**Required work**: Using the data that follows, return exactly the lines from the one that contains "like x=426 y=45." through the one that contains "Flashcard task. Put a dot on each instance of the cloudy", ends included.

**Provided material**:

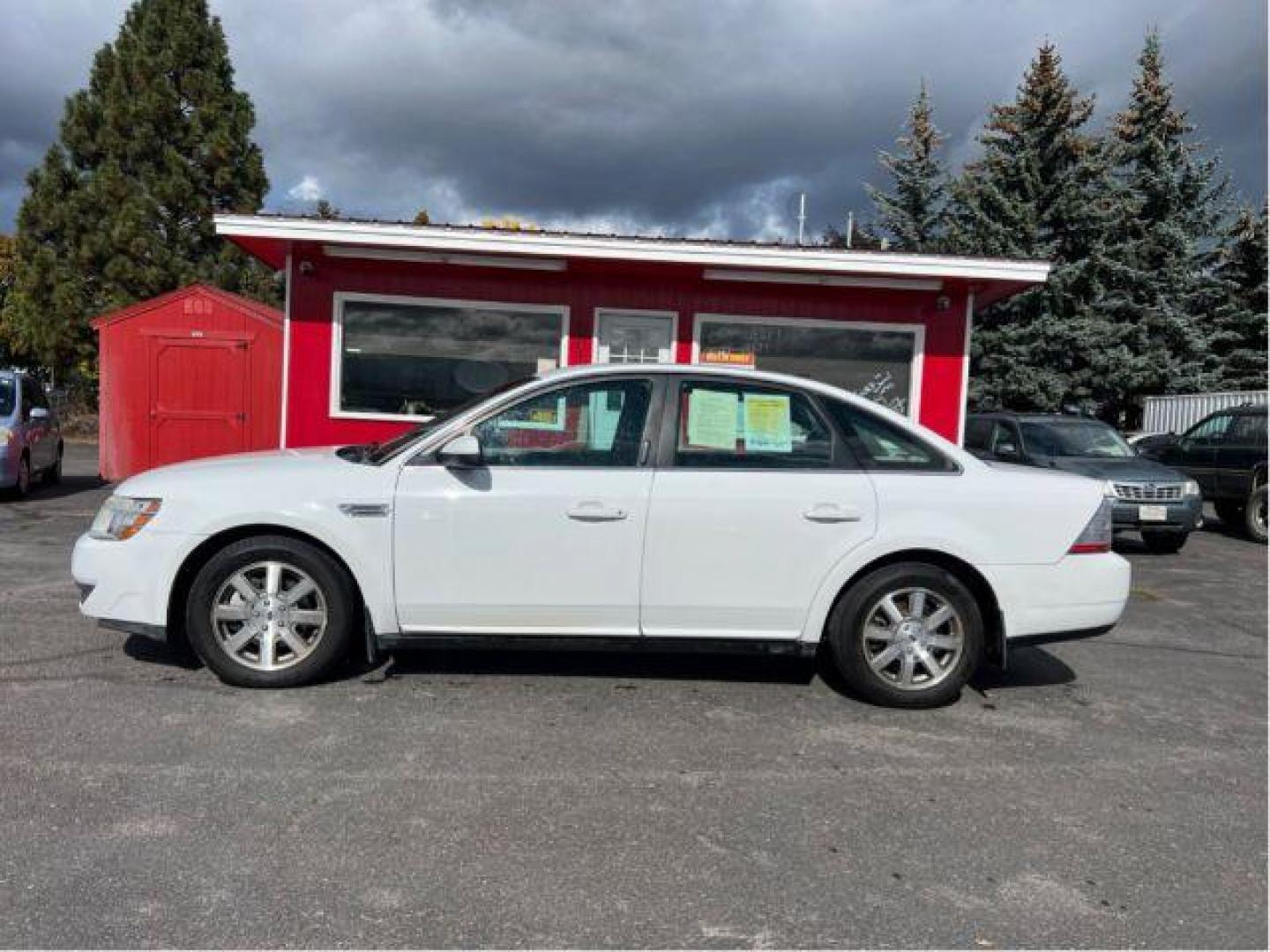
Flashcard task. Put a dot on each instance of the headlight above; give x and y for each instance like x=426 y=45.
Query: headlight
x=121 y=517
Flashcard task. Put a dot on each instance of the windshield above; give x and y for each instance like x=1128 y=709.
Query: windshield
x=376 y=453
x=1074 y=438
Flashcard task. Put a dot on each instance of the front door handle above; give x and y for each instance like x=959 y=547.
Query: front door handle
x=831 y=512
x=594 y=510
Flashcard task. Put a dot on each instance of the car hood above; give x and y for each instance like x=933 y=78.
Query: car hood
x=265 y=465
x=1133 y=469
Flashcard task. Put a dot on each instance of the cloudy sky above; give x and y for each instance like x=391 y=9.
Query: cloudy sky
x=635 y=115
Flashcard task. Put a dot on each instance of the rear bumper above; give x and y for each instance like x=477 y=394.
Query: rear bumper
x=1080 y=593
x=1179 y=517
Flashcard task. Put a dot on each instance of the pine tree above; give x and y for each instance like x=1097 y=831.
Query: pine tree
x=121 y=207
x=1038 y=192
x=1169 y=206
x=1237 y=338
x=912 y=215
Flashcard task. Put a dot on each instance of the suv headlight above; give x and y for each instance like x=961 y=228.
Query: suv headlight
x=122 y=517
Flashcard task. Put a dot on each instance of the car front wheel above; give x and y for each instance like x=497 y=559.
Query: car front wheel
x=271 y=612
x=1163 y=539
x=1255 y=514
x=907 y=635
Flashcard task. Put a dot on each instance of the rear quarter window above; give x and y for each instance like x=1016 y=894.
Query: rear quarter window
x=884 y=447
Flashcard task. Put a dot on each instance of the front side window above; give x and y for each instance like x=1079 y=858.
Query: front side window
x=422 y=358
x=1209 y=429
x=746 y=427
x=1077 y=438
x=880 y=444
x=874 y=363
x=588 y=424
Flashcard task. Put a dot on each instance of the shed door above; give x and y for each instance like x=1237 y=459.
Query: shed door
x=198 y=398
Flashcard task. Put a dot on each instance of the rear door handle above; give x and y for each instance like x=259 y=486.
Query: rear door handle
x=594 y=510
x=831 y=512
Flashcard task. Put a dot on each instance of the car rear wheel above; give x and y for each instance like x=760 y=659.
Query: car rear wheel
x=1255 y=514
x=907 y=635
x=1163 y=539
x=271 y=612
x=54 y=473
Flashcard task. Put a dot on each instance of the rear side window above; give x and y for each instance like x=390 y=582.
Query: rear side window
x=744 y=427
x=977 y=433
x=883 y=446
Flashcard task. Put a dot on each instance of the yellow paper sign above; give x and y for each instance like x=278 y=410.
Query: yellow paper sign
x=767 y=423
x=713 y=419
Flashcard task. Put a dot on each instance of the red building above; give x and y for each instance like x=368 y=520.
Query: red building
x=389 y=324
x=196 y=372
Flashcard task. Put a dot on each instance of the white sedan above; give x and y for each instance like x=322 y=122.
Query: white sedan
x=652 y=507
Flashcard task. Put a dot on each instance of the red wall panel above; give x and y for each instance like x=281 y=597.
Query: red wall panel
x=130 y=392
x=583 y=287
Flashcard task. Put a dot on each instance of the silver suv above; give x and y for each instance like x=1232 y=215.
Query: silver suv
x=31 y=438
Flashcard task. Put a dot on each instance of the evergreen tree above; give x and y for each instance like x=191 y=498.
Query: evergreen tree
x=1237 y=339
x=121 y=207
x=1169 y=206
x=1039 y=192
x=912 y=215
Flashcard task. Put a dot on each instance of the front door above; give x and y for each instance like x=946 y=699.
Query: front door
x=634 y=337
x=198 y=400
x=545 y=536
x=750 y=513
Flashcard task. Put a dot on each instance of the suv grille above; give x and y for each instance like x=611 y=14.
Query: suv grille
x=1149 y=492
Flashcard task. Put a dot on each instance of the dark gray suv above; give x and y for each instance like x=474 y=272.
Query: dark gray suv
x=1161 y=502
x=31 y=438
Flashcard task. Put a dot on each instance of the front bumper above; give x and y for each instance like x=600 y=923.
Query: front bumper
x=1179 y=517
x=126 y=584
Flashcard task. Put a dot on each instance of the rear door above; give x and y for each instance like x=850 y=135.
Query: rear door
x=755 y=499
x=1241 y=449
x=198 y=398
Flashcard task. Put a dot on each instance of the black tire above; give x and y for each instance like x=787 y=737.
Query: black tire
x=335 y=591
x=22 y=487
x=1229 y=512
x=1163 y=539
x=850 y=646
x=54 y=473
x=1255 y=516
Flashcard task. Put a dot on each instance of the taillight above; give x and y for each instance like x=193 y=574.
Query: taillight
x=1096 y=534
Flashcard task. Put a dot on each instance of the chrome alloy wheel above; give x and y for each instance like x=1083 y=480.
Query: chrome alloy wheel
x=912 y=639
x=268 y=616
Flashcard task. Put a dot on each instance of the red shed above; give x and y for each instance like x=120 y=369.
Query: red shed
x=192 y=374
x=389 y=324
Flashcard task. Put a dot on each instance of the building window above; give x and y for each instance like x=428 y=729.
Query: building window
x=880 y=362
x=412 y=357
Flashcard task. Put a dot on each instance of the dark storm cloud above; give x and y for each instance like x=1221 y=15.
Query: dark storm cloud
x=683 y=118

--

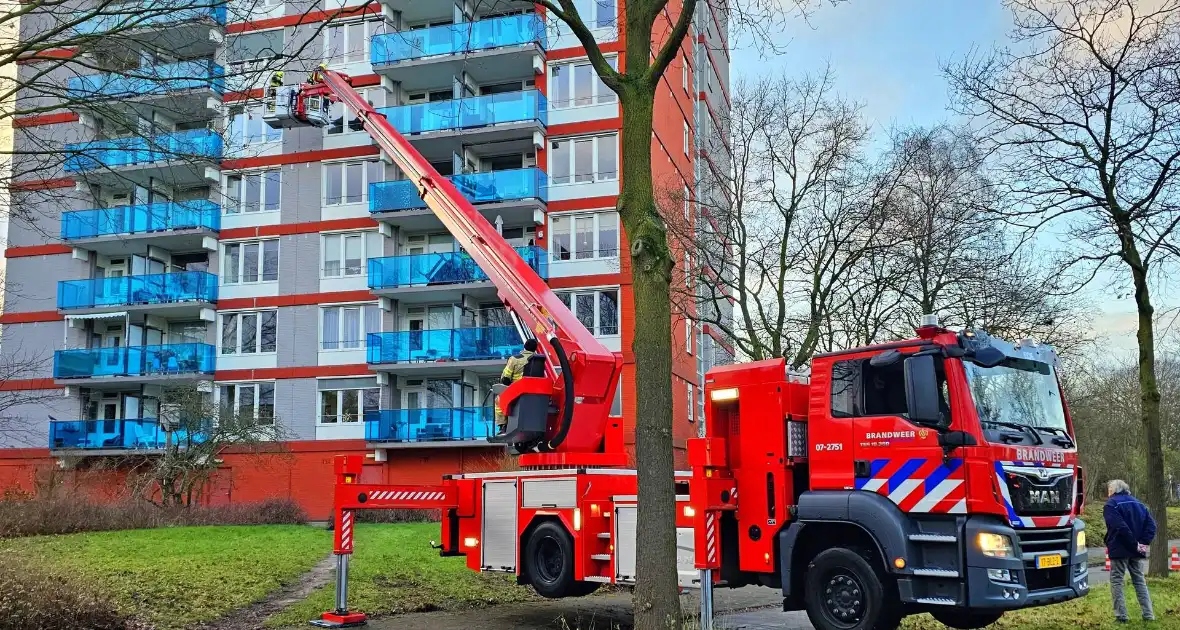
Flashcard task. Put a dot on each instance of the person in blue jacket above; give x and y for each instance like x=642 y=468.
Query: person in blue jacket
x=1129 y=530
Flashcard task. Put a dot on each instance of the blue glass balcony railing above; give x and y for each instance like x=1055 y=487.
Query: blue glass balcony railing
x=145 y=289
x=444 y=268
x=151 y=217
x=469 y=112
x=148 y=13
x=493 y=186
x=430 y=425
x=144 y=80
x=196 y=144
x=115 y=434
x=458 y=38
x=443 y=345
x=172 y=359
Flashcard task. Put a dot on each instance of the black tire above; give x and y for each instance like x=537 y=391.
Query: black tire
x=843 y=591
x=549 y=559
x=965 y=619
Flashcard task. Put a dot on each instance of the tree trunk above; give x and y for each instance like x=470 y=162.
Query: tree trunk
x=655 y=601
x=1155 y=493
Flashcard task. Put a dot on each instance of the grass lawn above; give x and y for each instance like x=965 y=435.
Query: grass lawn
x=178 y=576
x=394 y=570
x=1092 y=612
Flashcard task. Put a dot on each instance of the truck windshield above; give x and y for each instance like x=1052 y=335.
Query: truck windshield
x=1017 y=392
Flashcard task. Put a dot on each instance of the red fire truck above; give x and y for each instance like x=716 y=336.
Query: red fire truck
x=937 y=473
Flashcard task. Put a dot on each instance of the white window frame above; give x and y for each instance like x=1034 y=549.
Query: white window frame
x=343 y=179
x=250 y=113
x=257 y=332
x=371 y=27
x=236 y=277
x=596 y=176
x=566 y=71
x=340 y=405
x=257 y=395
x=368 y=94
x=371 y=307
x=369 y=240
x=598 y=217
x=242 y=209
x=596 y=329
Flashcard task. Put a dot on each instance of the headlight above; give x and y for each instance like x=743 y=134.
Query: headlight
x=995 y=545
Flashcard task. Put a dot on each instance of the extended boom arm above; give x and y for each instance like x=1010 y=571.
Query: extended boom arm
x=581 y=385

...

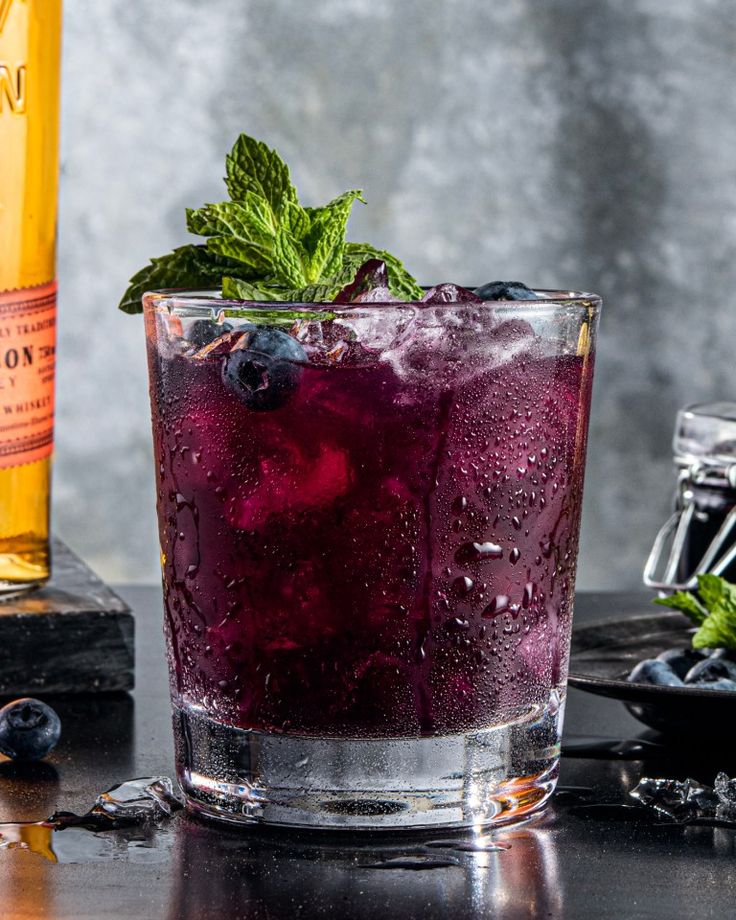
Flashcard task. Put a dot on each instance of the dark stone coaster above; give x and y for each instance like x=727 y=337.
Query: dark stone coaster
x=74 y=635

**Final answer**:
Flashcard task. Put a dot on each instance of the headlight above; give x and y for each instance like x=426 y=45.
Query: headlight
x=121 y=517
Flashcard task. Put a dot on each instance of the windshield above; give x and y for each instance like x=1128 y=709.
Query: windshield
x=376 y=453
x=1074 y=438
Flashcard task. Put a dot on each instance of the front door handle above; give x and y for each instance like x=959 y=547.
Query: front door handle
x=831 y=512
x=594 y=510
Flashcard task. Put a dot on each instance of the car hood above; give x and y for each instance like x=933 y=78.
Query: car hood
x=265 y=465
x=1133 y=469
Flashcard task. Put a dot on each instance of the cloudy sky above; give x and y for each instance like x=391 y=9.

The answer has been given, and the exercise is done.